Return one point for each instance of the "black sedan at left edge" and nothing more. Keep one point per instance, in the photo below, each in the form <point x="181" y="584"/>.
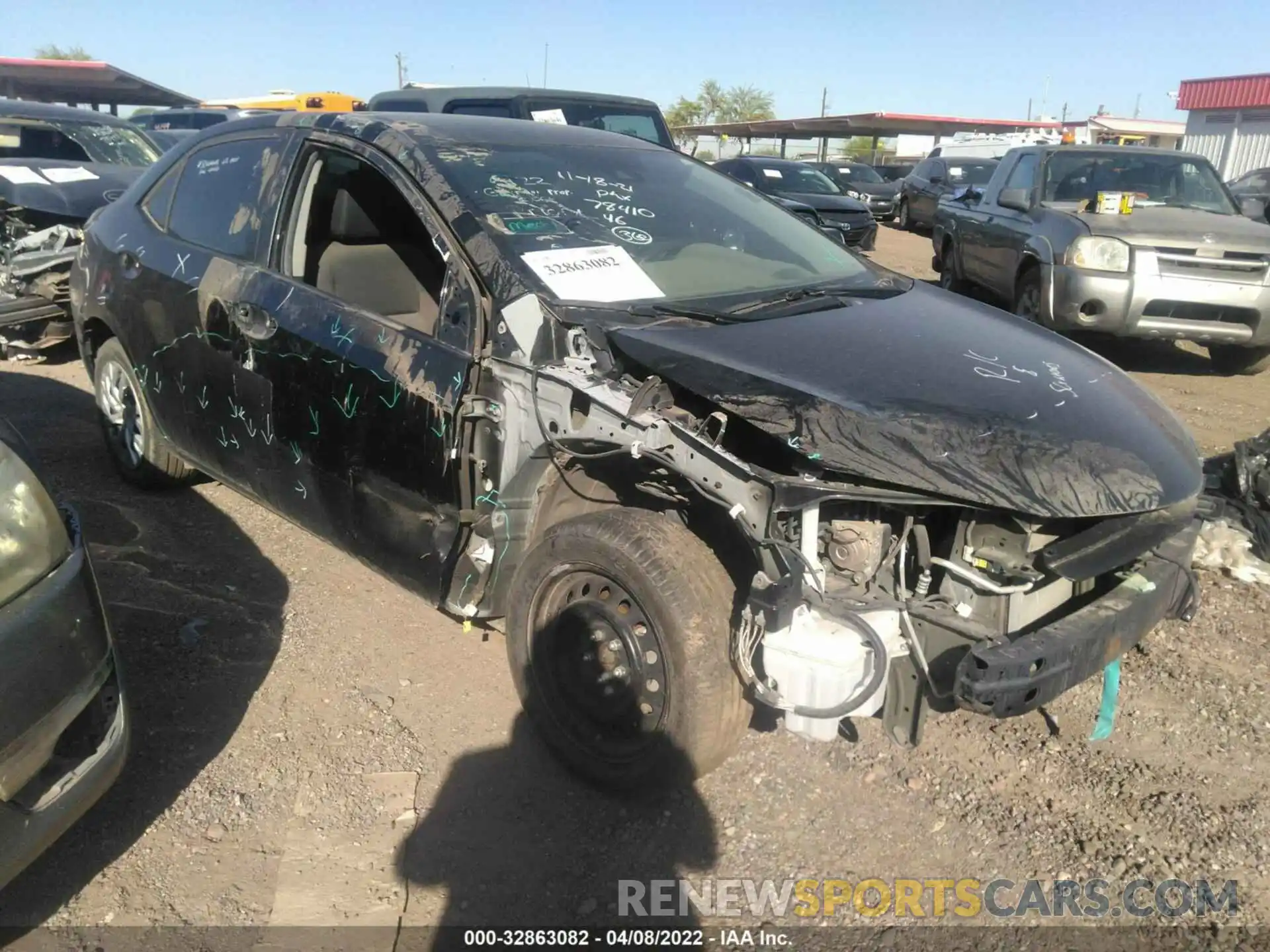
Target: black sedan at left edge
<point x="799" y="182"/>
<point x="58" y="167"/>
<point x="863" y="183"/>
<point x="64" y="724"/>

Work order.
Copy all the material exactly; omit images.

Result for this exercise.
Return one point for each instance of the "black sedan at left edge" and nothing more. Keep one point per instance, in the photo below, each in the form <point x="181" y="584"/>.
Target: black sedan at left edge
<point x="799" y="182"/>
<point x="58" y="167"/>
<point x="863" y="183"/>
<point x="64" y="724"/>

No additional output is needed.